Switch "marker" to "dot" everywhere it occurs in the rows below, and write the rows out again with nothing else altered.

== Information given ==

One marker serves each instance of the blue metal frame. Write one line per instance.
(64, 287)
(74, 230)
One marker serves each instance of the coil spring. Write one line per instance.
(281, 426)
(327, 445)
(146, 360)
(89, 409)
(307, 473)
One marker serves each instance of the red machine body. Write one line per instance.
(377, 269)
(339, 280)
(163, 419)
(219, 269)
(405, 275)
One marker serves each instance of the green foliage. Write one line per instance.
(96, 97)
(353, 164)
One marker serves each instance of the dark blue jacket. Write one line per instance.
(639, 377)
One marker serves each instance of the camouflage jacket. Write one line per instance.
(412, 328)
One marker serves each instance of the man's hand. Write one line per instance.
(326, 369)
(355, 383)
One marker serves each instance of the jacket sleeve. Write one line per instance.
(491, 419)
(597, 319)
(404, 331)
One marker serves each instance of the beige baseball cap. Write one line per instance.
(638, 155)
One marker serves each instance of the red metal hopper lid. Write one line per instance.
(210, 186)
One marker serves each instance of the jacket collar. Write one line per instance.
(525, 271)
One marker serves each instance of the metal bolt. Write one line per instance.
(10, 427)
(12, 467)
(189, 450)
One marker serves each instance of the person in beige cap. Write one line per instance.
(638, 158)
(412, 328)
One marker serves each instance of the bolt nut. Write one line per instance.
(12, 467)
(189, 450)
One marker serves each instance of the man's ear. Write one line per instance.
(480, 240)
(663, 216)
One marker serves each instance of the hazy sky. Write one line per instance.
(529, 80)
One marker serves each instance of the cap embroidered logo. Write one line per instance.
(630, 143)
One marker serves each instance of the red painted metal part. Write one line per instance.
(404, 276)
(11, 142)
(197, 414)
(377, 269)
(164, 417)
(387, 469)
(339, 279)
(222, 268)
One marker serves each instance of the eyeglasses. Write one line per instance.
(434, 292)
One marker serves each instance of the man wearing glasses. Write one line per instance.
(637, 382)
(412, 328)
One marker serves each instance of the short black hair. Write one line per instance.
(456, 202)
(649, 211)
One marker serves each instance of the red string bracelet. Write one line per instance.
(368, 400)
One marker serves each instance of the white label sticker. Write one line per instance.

===

→ **Task solution**
One dot serves each instance of the blue metal frame. Write one line per instance.
(64, 287)
(74, 230)
One dot serves each instance of the coil spring. Write one line per instance.
(281, 426)
(327, 445)
(146, 360)
(89, 409)
(307, 473)
One dot serves each instance of the red machine body. Write one line per instance.
(377, 269)
(339, 280)
(163, 419)
(219, 269)
(405, 275)
One dot serves each instance of the green foliage. Write one line per instance.
(96, 97)
(353, 164)
One dot serves each instance of the dark blue jacket. Write one line per instance.
(639, 377)
One dot serves each instance of the camouflage jacket. Write one line per instance.
(412, 328)
One dot serves each instance of the man's hand. Write one line per instance.
(326, 369)
(355, 383)
One dot serves each instance of the jacket sleeve. Write one line per instance.
(491, 419)
(597, 319)
(404, 331)
One dot serves each instance of the beige baseball cap. Write one line per instance.
(638, 155)
One dot serves each instance of the red metal hopper lid. Write one line per instance.
(210, 186)
One dot serves each instance of the jacket collar. Write one line per instance.
(525, 271)
One dot serves each instance of the metal bolt. Write one line per instance.
(10, 427)
(12, 467)
(189, 450)
One dot serves each instance of the person in beige cap. Write one line per instance.
(638, 158)
(412, 328)
One dot serves each instance of the bolt nut. Write one line per instance.
(12, 467)
(189, 450)
One dot serves each instance of the man's ear. Write one line per instance.
(480, 240)
(663, 216)
One dot serves each instance of the hazy sky. Write one line per instance.
(529, 80)
One dot serves each instance of the cap embroidered logo. Write one line per instance.
(630, 143)
One dot serves each instance of the red painted metal part. Write one line per instance.
(404, 276)
(11, 142)
(197, 414)
(377, 269)
(164, 417)
(387, 469)
(339, 279)
(222, 268)
One dot serves each instance of the eyeglasses. Write one line per instance.
(434, 292)
One dot serves each instance of the man wearing glasses. Write one line per instance.
(637, 382)
(412, 328)
One dot serves each instance of the short black hair. Write one line per instance.
(456, 202)
(649, 211)
One dot serves each instance of the red string bracelet. Write one line per instance.
(368, 400)
One dot serves each instance of the white label sticker. Write one line per instance.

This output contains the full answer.